Material provided ->
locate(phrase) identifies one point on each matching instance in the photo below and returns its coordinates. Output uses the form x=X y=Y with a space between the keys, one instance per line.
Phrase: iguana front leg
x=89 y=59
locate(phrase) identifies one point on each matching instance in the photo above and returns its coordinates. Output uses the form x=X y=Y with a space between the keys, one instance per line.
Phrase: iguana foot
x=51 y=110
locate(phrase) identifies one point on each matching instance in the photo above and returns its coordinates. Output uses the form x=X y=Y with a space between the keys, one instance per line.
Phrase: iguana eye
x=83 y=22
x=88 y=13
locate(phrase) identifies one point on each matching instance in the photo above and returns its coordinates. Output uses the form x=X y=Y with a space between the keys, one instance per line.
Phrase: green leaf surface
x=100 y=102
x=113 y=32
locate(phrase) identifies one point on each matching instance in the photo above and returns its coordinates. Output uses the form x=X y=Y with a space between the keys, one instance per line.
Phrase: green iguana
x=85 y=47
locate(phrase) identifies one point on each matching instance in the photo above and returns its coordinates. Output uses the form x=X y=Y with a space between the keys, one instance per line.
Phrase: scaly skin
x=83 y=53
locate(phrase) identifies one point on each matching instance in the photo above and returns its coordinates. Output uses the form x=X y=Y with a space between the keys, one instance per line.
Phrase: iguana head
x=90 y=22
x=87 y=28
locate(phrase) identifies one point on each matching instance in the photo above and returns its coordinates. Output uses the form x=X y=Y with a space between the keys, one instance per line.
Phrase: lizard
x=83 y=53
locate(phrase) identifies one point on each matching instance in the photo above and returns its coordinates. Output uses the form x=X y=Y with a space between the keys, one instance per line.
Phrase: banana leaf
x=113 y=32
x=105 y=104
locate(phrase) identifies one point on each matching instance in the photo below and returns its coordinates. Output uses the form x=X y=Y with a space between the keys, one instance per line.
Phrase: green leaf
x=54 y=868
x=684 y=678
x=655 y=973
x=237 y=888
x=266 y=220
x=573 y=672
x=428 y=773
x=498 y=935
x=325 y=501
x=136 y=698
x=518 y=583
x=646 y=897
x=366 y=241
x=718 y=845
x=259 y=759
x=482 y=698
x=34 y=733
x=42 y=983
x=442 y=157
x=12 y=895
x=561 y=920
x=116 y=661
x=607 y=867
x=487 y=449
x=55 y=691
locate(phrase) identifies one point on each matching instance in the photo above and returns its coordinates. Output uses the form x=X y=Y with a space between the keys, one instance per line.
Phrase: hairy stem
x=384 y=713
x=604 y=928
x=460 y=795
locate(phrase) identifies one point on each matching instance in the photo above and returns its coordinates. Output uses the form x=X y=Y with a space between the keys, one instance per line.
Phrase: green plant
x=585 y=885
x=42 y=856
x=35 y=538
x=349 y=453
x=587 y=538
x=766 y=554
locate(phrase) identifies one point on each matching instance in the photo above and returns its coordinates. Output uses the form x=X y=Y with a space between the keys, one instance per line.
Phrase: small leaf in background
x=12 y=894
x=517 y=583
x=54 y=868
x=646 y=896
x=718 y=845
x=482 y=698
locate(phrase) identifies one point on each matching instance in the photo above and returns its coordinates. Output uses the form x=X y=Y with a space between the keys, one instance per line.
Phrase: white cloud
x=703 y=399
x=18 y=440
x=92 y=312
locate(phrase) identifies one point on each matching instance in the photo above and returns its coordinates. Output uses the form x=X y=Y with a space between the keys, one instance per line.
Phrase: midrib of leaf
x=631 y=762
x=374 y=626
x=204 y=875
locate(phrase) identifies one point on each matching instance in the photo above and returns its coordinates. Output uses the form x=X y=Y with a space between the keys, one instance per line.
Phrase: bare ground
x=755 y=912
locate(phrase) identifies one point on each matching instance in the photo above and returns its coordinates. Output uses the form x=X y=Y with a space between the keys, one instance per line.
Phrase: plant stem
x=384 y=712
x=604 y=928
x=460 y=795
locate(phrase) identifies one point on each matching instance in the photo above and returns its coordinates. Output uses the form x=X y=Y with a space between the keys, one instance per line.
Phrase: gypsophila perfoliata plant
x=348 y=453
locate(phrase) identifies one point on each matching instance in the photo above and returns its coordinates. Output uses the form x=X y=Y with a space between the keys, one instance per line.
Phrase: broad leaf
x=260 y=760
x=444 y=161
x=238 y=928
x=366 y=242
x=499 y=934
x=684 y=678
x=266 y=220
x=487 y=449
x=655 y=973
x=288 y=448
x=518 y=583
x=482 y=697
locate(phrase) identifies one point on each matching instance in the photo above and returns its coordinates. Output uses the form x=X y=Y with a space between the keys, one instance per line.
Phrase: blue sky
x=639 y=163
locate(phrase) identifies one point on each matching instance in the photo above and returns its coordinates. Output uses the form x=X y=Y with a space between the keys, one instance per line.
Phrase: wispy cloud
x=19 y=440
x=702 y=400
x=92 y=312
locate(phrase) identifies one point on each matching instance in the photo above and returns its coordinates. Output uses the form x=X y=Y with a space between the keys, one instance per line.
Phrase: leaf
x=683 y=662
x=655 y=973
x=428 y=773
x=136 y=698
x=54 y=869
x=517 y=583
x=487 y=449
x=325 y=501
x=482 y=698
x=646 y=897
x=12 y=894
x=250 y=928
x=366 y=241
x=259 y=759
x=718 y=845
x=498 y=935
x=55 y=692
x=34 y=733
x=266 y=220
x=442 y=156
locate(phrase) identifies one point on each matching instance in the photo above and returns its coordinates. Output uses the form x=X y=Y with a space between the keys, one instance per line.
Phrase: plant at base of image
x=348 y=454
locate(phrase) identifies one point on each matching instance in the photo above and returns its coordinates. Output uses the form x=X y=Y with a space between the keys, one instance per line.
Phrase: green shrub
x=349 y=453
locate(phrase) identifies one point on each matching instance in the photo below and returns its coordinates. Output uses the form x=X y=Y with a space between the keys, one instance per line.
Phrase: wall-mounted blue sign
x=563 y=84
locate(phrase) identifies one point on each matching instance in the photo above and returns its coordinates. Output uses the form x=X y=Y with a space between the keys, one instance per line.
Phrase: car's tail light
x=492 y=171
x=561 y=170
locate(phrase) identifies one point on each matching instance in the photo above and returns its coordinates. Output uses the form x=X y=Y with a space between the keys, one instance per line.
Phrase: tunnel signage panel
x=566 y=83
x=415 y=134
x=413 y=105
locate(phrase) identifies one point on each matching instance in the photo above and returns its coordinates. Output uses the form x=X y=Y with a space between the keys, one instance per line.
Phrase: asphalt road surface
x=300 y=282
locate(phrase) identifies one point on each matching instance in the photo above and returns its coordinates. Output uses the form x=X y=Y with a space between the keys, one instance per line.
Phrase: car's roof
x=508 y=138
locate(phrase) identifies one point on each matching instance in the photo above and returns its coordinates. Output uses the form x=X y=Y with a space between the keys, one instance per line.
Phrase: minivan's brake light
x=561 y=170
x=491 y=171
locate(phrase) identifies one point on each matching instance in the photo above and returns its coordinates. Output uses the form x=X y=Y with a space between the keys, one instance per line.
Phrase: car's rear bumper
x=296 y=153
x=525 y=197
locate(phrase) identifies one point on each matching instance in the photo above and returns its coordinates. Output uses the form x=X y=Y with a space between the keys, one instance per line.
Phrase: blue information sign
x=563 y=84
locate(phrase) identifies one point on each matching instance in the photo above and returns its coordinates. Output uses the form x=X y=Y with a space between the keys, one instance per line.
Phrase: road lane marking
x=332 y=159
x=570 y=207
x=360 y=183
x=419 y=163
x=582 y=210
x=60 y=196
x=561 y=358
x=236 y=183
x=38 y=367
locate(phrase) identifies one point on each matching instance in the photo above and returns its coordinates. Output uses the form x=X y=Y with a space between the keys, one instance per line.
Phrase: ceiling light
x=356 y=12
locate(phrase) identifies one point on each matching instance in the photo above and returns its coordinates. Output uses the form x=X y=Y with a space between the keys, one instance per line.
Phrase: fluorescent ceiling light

What to do ->
Gather every line of the material above that contains the string "light", treating uppercase and lowercase letters as distinct.

Reply to the exercise ->
Phrase: car's tail light
Phrase: minivan's brake light
Phrase: ceiling light
Phrase: fluorescent ceiling light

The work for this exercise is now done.